**RECORDS PROVIDED**

********

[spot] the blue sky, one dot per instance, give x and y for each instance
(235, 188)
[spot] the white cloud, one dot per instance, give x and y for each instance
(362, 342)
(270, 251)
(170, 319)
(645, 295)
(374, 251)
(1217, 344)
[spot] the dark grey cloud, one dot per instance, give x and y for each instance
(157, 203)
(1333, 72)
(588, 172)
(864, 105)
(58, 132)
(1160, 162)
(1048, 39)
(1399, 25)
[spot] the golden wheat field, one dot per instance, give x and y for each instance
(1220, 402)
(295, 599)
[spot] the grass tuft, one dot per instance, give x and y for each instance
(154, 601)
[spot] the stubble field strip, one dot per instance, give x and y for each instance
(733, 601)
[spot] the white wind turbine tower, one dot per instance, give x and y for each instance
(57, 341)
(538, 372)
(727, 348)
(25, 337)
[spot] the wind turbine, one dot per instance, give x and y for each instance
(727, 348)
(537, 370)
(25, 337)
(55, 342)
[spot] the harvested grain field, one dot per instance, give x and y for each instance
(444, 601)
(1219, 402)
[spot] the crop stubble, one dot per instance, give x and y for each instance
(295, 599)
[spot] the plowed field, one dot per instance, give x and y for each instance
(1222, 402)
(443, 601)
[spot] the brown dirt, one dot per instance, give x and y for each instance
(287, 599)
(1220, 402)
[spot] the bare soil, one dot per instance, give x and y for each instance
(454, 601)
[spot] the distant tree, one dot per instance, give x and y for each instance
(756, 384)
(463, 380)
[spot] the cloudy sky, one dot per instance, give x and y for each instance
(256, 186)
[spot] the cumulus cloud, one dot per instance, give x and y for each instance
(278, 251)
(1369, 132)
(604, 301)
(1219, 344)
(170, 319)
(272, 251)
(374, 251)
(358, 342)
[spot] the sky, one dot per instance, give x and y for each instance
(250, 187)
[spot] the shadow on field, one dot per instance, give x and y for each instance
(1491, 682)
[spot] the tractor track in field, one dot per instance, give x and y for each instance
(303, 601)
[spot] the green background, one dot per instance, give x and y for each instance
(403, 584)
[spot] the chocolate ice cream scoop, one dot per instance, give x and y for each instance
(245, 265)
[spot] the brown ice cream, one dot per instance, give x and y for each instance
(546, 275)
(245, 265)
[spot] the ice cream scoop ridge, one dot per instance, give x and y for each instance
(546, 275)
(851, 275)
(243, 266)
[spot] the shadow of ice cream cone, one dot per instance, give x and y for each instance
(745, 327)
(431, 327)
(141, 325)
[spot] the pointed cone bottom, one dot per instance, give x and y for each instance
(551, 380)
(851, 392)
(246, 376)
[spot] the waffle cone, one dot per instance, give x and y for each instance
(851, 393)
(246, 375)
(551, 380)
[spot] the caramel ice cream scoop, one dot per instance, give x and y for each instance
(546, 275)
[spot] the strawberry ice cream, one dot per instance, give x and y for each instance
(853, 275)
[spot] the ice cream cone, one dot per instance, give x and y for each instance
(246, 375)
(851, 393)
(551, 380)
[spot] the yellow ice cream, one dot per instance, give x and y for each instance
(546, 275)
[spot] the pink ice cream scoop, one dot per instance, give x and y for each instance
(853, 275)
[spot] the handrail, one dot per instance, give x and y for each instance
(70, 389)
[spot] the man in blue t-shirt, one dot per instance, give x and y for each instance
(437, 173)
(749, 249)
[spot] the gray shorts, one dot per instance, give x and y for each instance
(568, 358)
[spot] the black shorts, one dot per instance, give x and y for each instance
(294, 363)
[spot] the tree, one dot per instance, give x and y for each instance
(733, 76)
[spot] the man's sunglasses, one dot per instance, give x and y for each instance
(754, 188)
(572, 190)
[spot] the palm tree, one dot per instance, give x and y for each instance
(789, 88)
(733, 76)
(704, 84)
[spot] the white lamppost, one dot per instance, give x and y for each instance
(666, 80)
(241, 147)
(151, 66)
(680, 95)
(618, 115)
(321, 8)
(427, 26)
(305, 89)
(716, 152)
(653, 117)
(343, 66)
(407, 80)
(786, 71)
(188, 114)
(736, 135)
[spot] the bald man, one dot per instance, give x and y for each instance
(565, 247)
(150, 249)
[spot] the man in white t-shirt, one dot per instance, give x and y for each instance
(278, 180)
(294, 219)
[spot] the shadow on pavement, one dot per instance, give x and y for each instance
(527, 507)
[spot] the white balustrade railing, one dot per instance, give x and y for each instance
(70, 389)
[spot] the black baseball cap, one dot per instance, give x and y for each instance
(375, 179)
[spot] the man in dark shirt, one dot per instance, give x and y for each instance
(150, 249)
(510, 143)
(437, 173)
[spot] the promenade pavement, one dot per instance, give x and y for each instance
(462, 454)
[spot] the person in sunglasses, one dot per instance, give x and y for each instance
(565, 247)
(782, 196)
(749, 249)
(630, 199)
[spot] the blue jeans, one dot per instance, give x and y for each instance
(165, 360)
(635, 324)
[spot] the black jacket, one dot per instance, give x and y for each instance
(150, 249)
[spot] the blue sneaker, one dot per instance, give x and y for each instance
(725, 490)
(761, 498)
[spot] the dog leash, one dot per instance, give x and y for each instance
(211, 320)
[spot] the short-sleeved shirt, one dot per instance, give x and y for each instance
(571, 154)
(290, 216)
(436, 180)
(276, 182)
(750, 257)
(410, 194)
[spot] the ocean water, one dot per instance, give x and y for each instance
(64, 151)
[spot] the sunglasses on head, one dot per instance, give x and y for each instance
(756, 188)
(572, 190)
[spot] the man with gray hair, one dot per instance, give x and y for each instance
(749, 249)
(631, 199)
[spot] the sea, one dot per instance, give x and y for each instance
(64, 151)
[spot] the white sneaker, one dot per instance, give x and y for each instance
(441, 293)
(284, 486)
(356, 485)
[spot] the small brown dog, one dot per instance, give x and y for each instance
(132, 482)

********

**YOUR OBJECTIVE**
Print all entries again, exactly.

**TASK OUTPUT**
[spot] the blue sky, one dot per instance, give x and y for each instance
(235, 188)
[spot] the white cloud, one dot per instance, give x and y for each instance
(362, 342)
(270, 251)
(170, 319)
(645, 295)
(374, 251)
(1217, 344)
[spot] the dark grey cloud, one dot per instance, give x and y for each instance
(157, 203)
(1333, 72)
(588, 172)
(864, 105)
(58, 132)
(1160, 162)
(1048, 39)
(1399, 25)
[spot] the golden wheat field, one dot per instance, give x and y for each instance
(1220, 402)
(295, 599)
[spot] the grass tuft, one dot per instance, give x and y for each instance
(154, 601)
[spot] the stubble field strip, one dot per instance, give x and y for each instance
(733, 601)
[spot] the white wind turbine tower, one dot per instance, give x and y for each instance
(57, 341)
(538, 372)
(727, 348)
(25, 337)
[spot] the wind turbine, one dot per instance, give x and y for each instance
(727, 348)
(537, 370)
(25, 337)
(55, 342)
[spot] the harvested grain field, one dot per instance, give x and y for each instance
(444, 601)
(1219, 402)
[spot] the crop stubble, one dot per instance, give x and y for each instance
(295, 599)
[spot] the plowed field, one dot per instance, give x and y for each instance
(1222, 402)
(443, 601)
[spot] the brown dirt, one dot per instance, give x and y for each instance
(287, 599)
(1220, 402)
[spot] the bare soil, one dot per instance, give x and y for each instance
(454, 601)
[spot] the distant tree, one dot per instance, give x and y for each instance
(756, 384)
(463, 380)
[spot] the cloudy sky, one dot per instance, give x and y for each instance
(256, 186)
[spot] the cumulus cloud, one dot per instance, give x and y for each instance
(278, 251)
(1369, 132)
(604, 301)
(1219, 344)
(170, 319)
(272, 251)
(374, 251)
(358, 342)
[spot] the sky, one dot per instance, give x and y for each instance
(250, 187)
[spot] the shadow on field, one dot per instance, give x and y for each instance
(1491, 682)
[spot] the tractor track in field, one dot per instance, give x and y for each instance
(303, 601)
[spot] the green background, one dot per instance, give x and y for each instance
(403, 584)
[spot] the chocolate ice cream scoop, one dot per instance, give x and y for each instance
(245, 265)
[spot] the brown ice cream, one dot per instance, give x and y for each instance
(546, 275)
(245, 265)
[spot] the ice cream scoop ridge, one dot per instance, give x and y for each instance
(546, 275)
(851, 275)
(243, 266)
[spot] the shadow of ice cream cone, one dot per instance, give x and y for each instance
(745, 327)
(431, 327)
(141, 325)
[spot] the pointed cone bottom, one dot per instance, give x and y for each instance
(551, 380)
(851, 392)
(246, 376)
[spot] the waffle cone, one dot per instance, give x and y for each instance
(851, 393)
(246, 375)
(551, 380)
[spot] the caramel ice cream scoop, one dot per instance, give x and y for each instance
(546, 275)
[spot] the strawberry ice cream, one dot per instance, give x and y for each instance
(853, 275)
[spot] the ice cream cone, one dot per instance, give x and y for each instance
(246, 375)
(851, 393)
(551, 380)
[spot] the yellow ice cream, one dot per instance, give x and y for each instance
(546, 275)
[spot] the pink ice cream scoop, one dot per instance, give x and y for each instance
(853, 275)
[spot] the handrail, one dot per instance, give x and y for each instance
(70, 389)
[spot] the man in blue t-shirt, one dot per instance, give x and y for each instance
(437, 173)
(749, 249)
[spot] the gray shorts, one dot per instance, give x and y for each instance
(568, 358)
[spot] the black shorts, one dot per instance, give x and y for each instance
(294, 363)
[spot] the tree, one dot per instance, give x and y for each instance
(733, 76)
[spot] the man's sunglasses, one dot per instance, give x and y for each instance
(754, 188)
(572, 190)
[spot] the palm tree, one dot per instance, give x and y for each instance
(789, 88)
(733, 76)
(704, 84)
[spot] the white lamppost, one dot per instance, give x and y for each instance
(666, 80)
(241, 147)
(151, 66)
(680, 95)
(618, 115)
(321, 8)
(427, 26)
(305, 89)
(716, 152)
(653, 117)
(343, 66)
(407, 80)
(786, 71)
(188, 114)
(736, 135)
[spot] the bald man, one dot per instance, give x and y for each instance
(565, 247)
(150, 249)
[spot] the man in white t-shirt, one dot per instance, give x and y for each instance
(278, 180)
(294, 219)
[spot] the shadow on pavement, one dot per instance, give x and y for each instance
(527, 507)
[spot] the white balustrade railing, one dot per instance, give x and y for each instance
(70, 389)
[spot] the black baseball cap, one dot per instance, give x and y for each instance
(375, 179)
[spot] the man in dark shirt, one dot per instance, give x and y for each instance
(150, 249)
(510, 143)
(437, 173)
[spot] the promenade pavement, one dot per instance, give x and y for each instance
(462, 454)
[spot] the person in sunglasses, one dot per instance, give x and y for each instance
(565, 247)
(782, 196)
(749, 249)
(630, 199)
[spot] the blue jeans, one dot per instance, give x and y for each instance
(165, 360)
(635, 324)
[spot] the black jacket, one dot per instance, give x and y for each instance
(150, 249)
[spot] the blue sneaker, one dot per instance, give x and y for each instance
(725, 490)
(761, 498)
[spot] the dog leash, one dot per instance, give x and y for each instance
(211, 320)
[spot] the short-sleeved shirt, one dot per instance, give x and y for each instance
(571, 154)
(290, 216)
(436, 180)
(276, 182)
(750, 257)
(410, 194)
[spot] the ocean water, one dot per instance, give x and y for each instance
(64, 151)
[spot] the sunglasses on head, one dot per instance, give x and y for each instance
(756, 188)
(572, 190)
[spot] the man with gray hair, one dot per instance, give x and y for each instance
(749, 249)
(631, 199)
[spot] the sea, one dot per instance, give x and y for each instance
(64, 151)
[spot] the white sneaker, one dot per instance, give x and y for each instance
(441, 293)
(284, 486)
(356, 485)
[spot] the small brown dog, one dot per instance, give x and y for each instance
(132, 482)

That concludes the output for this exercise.